Moradores da região colam nos carros adesivos com dizeres discretos, como W/2004 em vez dos mais comuns Bush/Cheney de outras regiões do país

A Flórida é dividida entre o norte republicano, como os Estados vizinhos, o centro "ao centro" e o Sul multicultural e "liberal" de Miami e dos latinos



SÉRGIO DÁVILA
EM TALLAHASSEE (FLÓRIDA)

É hoje. E, por que é hoje, os eleitores que encontro ao longo da Interestadual 10 têm perguntas.
Brian Colt quer saber por que que "nós" (os americanos) não mandamos mais "gente" (soldados) ao Iraque, assim "eles" (os insurgentes) param de atacar. Quer saber também por que os "alphabet channels" (ABC, CBS e NBC, as três principais emissoras de TV aberta, geralmente acusadas pelos conservadores de terem viés "liberal" -esquerdista no jargão político dos EUA) não noticiaram que Saddam Hussein participou do atentado terrorista de Oklahoma City, há nove anos.

[PEDIDO 1]:
Quais emissoras de TV aberta são citadas pelo nome no texto sobre os eleitores da Flórida?
[PEDIDO 2]:
Prossiga com o texto sobre os eleitores da Flórida a partir do ponto em que ele para.

[DADOS EXIBIDOS]:

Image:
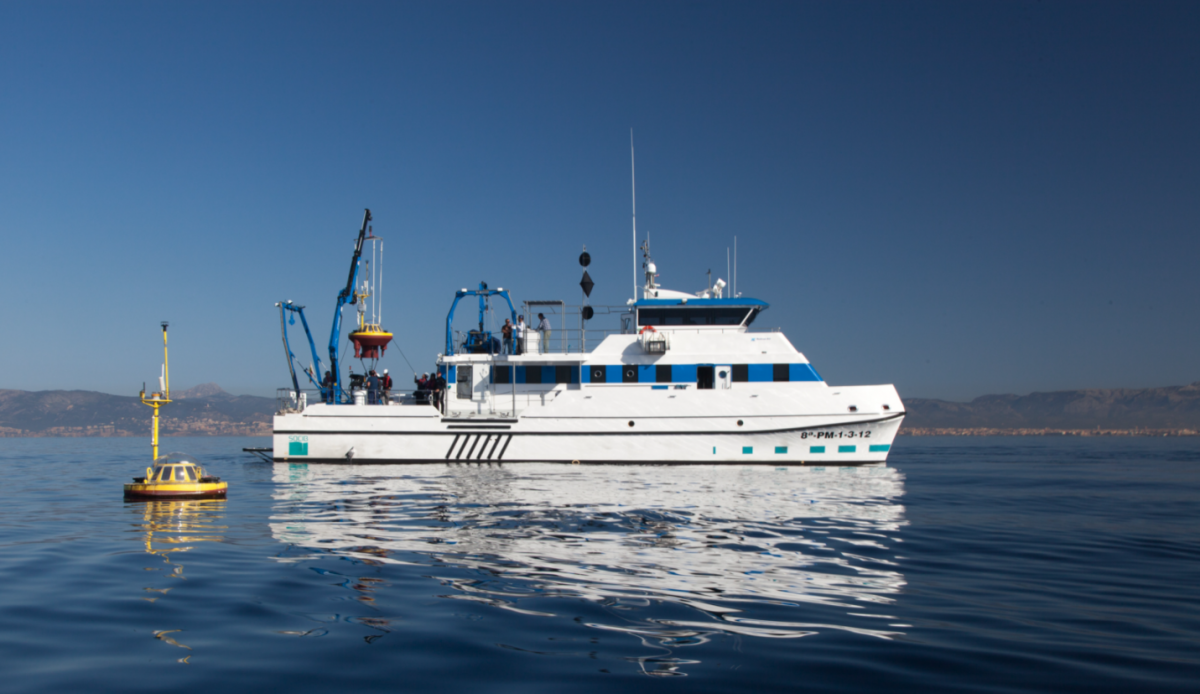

[RESPOSTA CORRETA 1]:
ABC, CBS e NBC

[RESPOSTA CORRETA 2]:
Brian Colt vota em George W. Bush. Brian Colt é a Flórida.
Quatro anos depois, o Estado-problema se prepara para voltar às urnas. Esta coluna finalmente adentra o último Estado da viagem (embora ainda não ao destino final, a última cidade, que é West Palm Beach, mais ao sudeste). A primeira constatação: a Flórida, na verdade, são três. O norte é afinado politicamente com seus vizinhos do Sul Profundo (Louisiana, Mississippi e Alabama), religiosamente com o chamado Cinturão Bíblico e no geral com os republicanos, cujo personagem mais comum é gente como o eleitor Brian Colt.
O centro é politicamente mais ao centro, graças à presença de milhares de aposentados de Nova York e Nova Jersey, muitos de origem judaica. E o sul é a multicultural Miami, principalmente dos imigrantes latinos e da comunidade de exilados cubanos. Não é à toa que o Estado governado pelo primeiro-irmão Jeb continua indeciso entre Bush e o senador democrata John Kerry.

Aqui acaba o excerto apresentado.